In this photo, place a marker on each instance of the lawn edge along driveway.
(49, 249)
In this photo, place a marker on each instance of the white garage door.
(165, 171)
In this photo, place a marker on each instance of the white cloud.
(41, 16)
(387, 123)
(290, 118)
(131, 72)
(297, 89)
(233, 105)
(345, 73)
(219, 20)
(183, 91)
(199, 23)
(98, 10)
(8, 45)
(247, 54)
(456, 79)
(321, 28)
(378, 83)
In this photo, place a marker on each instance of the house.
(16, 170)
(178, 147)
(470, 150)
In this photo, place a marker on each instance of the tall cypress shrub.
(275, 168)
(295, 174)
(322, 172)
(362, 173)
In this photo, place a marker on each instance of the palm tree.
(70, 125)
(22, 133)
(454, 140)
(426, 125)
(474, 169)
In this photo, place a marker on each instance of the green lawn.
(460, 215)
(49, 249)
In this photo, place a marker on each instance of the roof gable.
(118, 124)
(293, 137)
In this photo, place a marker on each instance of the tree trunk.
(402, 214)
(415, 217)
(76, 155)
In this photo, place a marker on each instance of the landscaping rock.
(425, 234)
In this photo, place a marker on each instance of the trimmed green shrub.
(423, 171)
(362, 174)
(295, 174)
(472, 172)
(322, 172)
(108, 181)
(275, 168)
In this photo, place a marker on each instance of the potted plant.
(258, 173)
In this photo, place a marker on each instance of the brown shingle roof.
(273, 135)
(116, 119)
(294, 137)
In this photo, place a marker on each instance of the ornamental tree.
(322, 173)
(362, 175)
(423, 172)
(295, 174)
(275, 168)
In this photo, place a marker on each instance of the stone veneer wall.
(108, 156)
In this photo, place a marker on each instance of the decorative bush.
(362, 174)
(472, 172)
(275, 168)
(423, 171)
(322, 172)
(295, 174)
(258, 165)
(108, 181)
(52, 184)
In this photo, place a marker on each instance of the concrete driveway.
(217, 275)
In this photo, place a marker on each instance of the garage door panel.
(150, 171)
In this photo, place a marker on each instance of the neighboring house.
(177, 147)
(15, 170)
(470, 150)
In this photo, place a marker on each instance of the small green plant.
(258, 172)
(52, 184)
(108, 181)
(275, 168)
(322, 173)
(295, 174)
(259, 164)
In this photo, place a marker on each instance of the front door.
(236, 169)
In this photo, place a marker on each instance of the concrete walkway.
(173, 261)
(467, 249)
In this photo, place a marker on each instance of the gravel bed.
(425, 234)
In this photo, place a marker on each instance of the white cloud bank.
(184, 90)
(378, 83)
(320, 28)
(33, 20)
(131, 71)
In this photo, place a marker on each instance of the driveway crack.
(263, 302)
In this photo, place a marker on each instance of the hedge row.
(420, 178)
+ + + + + + +
Each entry above is to be set down again in exactly the same words.

FINISHED EXERCISE =
In this photo, place a marker on each instance of the lawn edge along driveway.
(49, 249)
In this photo, place a marker on each instance of the white garage door.
(165, 171)
In this photo, place a marker on each instance of the white cloud.
(41, 16)
(387, 123)
(290, 118)
(131, 72)
(297, 89)
(233, 105)
(345, 73)
(219, 20)
(183, 91)
(199, 23)
(98, 10)
(8, 45)
(247, 54)
(456, 79)
(321, 28)
(378, 83)
In this photo, place a marker on each instance of the house.
(16, 170)
(178, 147)
(470, 150)
In this photo, place a marker on each instance of the tall cypress shrub.
(275, 168)
(295, 174)
(322, 172)
(362, 173)
In this photo, place a marker on each instance of the palm tree.
(70, 125)
(22, 133)
(454, 140)
(426, 125)
(474, 169)
In this photo, place a marker on each instance of the green lawn.
(460, 215)
(49, 249)
In this photo, place a marker on each instance of the roof gable.
(118, 124)
(293, 137)
In this photo, place a marker on each instance of the tree trunk.
(402, 214)
(415, 217)
(76, 155)
In this photo, place a marker on each instance of the landscaping rock.
(425, 234)
In this photo, place a marker on each instance of the trimmed green shrub.
(423, 171)
(362, 174)
(295, 174)
(472, 172)
(322, 172)
(108, 181)
(275, 168)
In this photo, place a marker on each instance of the potted plant.
(258, 173)
In this photo, place a marker on each instance of the brown shingle roof.
(273, 135)
(116, 119)
(294, 137)
In this photo, place a marker on each instance of the ornamental tree.
(322, 173)
(362, 175)
(423, 172)
(295, 174)
(275, 168)
In this photo, place a marker on each instance of the stone veneer wall.
(108, 156)
In this photo, place a marker on each instance of the decorative bush.
(362, 174)
(472, 172)
(275, 168)
(423, 171)
(322, 172)
(295, 174)
(258, 165)
(108, 181)
(52, 184)
In this photo, place a marker on each instance of the concrete driveway.
(217, 275)
In this photo, place a marker on each instance of the garage door panel.
(150, 171)
In this photo, place a marker on each instance of the neighboring house.
(177, 147)
(15, 170)
(470, 150)
In this photo, place a marker on each instance of the small green plant.
(258, 172)
(52, 184)
(108, 181)
(275, 168)
(322, 173)
(295, 174)
(259, 164)
In this photo, place a marker on each instance of the front door.
(236, 169)
In this photo, place a marker on each instance of the concrete walkway.
(173, 261)
(467, 249)
In this photo, place a marker on each instance of the gravel bed.
(425, 234)
In this photo, place a marker on each instance of the white cloud bank.
(184, 90)
(378, 83)
(320, 28)
(33, 20)
(131, 71)
In this photo, place a marker on each instance of the driveway crack.
(263, 302)
In this photo, place a marker on each instance of the hedge row.
(420, 178)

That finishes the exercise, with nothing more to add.